May 292010
 

The coiffure of the man at far left in the bottom row reminds me of some of the felt portrayals of Iron Age horsemen in the Pazyryk tombs of South Siberia.

Ethnographic illustration will figure regularly in this blog, perhaps in the form of a weekly identification challenge.

May 272010
 

“In honor of the Little Black People”

Such was the heading of a 2004 story in the Taipei Times. Its subtitle was equally droll: “The Saisiyat tribe of Hsinchu and Miaoli will perform a solemn rite this weekend to commemorate a race of people that they exterminated.”

Drinking, singing and dancing are expected to take place deep in the mountains of Miaoli and Hsinchu when the “Ritual of the Little Black People” (矮靈祭) is performed by the Saisiyat tribe once again this weekend.

For the past 100 years or so, the Saisiyat tribe (賽夏族) has performed the songs and rites of the festival to bring good harvests, ward off bad luck and keep alive the spirit of a race of people who are said to have preceded all others in Taiwan.

The “Taiwanese” are, for the most part, descended from Han Chinese settlers who settled the island after its seizure from the Dutch by Sino-Japanese Ming loyalist Koxinga. Predating them and today reduced to around 2% of Taiwan’s population are the so-called Taiwanese aborigines, tribal groups like the Saisiyat who speak (increasingly, spoke) Austronesian languages. Though the chronology remains in dispute, linguistic as well as genetic and archeological evidence points to Taiwan as the Urheimat of this family — the root of a many-forked tree of tongues lolling from Madagascar to Hawaii and Easter Island.

So whom do the Saisiyat commemorate? Negritos, the article claims — a catch-all for short, superficially African-like peoples represented today by the Andaman Islanders and tribes sprinkled throughout the Malay Peninsula and insular Southeast Asia (e.g., the Philippine Aetas at right).  With the exception of the Andamanese (for whom we look to the British and Indians), most of these tribes have been severely marginalized by the expansion of Austro-Asiatic and Austronesian agriculturalists, whose languages they have adopted; physical evidence for similar peoples further north in East Asia is scantier, but any such groups assuredly suffered a similar fate.  It’s worth mentioning, if only skeptically, that physical anthropologists have claimed to see Negrito affinity in groups as far afield as Tasmania, Yemen, and even Japan.

_DATA EXTRACT_.
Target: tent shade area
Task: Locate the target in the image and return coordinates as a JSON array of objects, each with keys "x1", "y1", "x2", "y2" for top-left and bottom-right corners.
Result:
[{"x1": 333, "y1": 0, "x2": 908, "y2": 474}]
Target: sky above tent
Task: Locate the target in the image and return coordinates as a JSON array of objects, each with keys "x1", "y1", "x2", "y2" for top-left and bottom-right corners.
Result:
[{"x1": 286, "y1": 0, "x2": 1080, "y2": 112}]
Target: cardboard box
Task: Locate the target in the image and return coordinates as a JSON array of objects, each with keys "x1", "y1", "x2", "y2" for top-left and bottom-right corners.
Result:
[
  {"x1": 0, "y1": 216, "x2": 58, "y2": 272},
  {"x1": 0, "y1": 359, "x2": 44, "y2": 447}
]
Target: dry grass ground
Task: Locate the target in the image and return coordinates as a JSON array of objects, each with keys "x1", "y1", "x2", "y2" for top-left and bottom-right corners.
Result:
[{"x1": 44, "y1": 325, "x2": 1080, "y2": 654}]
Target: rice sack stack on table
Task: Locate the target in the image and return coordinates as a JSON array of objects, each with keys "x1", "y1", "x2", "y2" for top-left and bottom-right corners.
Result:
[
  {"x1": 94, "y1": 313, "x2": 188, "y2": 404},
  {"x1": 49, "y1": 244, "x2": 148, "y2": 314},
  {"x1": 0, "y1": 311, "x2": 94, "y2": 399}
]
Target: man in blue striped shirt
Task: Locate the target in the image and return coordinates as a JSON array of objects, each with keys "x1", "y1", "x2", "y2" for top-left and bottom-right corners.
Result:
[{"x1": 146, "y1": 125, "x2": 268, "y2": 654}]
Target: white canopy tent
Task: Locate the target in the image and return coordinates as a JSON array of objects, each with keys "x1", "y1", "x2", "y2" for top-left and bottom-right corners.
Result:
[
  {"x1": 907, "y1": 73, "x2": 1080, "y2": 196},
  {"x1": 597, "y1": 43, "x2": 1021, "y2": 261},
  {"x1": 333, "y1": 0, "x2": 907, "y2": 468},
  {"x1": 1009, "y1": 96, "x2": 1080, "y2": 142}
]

_WORK ORDER_. From the blog text about the Saisiyat ritual, print the words starting with "Ethnographic illustration will" and going on through "others in Taiwan.".

_THE COMPLETED TASK_.
Ethnographic illustration will figure regularly in this blog, perhaps in the form of a weekly identification challenge.

May 272010
 

“In honor of the Little Black People”

Such was the heading of a 2004 story in the Taipei Times. Its subtitle was equally droll: “The Saisiyat tribe of Hsinchu and Miaoli will perform a solemn rite this weekend to commemorate a race of people that they exterminated.”

Drinking, singing and dancing are expected to take place deep in the mountains of Miaoli and Hsinchu when the “Ritual of the Little Black People” (矮靈祭) is performed by the Saisiyat tribe once again this weekend.

For the past 100 years or so, the Saisiyat tribe (賽夏族) has performed the songs and rites of the festival to bring good harvests, ward off bad luck and keep alive the spirit of a race of people who are said to have preceded all others in Taiwan.